### Provided information:

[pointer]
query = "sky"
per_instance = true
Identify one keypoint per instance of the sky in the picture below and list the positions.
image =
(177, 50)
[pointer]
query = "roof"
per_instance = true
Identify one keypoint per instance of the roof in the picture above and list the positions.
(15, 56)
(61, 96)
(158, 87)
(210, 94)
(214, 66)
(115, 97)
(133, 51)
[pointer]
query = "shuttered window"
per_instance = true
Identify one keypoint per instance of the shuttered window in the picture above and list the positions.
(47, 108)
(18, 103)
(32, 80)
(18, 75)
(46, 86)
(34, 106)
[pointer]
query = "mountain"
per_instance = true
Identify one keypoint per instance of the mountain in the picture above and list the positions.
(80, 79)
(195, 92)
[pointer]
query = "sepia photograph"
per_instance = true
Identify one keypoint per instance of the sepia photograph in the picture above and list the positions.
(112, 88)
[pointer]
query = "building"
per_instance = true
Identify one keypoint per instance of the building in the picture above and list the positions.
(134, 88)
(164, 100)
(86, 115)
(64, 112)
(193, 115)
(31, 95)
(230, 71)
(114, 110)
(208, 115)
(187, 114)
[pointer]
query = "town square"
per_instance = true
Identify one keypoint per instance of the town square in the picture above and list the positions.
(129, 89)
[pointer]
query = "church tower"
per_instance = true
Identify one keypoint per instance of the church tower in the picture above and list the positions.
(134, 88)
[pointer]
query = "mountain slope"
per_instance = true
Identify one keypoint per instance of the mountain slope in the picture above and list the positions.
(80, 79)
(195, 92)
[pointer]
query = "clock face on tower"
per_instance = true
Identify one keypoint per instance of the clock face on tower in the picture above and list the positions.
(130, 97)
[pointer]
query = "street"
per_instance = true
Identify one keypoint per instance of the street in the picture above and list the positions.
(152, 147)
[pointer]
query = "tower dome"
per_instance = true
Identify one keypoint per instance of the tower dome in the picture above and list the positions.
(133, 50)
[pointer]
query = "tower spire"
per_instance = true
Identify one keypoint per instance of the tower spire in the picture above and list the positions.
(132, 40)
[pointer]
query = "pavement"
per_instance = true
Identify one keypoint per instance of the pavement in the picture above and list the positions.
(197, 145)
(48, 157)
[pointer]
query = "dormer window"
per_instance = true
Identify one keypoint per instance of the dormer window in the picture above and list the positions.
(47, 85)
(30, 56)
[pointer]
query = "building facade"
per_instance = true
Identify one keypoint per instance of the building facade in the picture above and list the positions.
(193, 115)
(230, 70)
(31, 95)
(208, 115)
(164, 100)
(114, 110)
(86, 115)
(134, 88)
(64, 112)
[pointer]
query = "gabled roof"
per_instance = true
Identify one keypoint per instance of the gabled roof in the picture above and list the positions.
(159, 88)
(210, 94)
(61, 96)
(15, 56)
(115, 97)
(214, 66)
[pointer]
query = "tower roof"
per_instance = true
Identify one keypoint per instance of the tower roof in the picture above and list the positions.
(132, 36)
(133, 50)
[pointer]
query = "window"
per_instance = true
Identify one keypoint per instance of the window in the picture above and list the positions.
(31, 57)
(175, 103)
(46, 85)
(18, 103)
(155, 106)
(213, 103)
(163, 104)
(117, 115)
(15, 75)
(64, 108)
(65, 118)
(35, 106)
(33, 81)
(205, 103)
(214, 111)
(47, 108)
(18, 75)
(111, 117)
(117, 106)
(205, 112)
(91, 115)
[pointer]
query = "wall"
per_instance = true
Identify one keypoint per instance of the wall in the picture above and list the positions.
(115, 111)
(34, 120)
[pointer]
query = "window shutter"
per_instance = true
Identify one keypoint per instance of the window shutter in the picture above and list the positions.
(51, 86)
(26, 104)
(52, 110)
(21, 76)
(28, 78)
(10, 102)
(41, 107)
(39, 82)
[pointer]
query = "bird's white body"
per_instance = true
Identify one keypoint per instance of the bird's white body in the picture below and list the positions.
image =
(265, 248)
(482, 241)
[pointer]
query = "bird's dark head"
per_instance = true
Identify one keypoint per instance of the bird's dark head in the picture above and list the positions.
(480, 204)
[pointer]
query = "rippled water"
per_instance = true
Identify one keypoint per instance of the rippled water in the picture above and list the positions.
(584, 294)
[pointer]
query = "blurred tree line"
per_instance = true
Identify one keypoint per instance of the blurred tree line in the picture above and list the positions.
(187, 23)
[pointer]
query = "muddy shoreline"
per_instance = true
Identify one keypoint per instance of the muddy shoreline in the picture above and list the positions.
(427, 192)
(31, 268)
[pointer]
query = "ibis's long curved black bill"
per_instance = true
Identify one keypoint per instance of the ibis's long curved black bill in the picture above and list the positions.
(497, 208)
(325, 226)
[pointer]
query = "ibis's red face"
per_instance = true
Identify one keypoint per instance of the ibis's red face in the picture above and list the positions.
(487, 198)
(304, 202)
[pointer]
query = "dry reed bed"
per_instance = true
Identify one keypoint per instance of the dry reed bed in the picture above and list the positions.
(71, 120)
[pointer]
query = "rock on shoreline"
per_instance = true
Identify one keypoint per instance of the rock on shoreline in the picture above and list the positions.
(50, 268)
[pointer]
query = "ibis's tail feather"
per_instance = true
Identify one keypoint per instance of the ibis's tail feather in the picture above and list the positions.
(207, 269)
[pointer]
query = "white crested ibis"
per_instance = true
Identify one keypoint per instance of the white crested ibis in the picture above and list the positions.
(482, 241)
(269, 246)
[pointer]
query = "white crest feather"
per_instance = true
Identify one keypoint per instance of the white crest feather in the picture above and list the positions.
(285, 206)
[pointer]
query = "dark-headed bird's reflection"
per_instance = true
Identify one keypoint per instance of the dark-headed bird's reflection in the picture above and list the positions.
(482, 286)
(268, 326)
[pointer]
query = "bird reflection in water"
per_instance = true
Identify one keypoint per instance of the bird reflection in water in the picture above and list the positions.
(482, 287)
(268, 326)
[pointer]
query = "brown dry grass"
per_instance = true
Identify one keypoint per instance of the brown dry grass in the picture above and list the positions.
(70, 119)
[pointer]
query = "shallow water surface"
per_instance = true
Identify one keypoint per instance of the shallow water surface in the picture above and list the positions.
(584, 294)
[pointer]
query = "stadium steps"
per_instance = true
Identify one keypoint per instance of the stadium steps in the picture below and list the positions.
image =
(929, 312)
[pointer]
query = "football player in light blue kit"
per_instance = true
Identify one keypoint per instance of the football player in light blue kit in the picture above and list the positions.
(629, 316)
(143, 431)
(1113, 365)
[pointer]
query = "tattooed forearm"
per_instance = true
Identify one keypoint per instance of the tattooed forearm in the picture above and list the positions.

### Directions:
Identify each line in the entries with the word "stadium" and copy it.

### Answer space:
query = "stadium steps"
Identify one keypoint per instance of the stadium steps in the picture below and list the positions.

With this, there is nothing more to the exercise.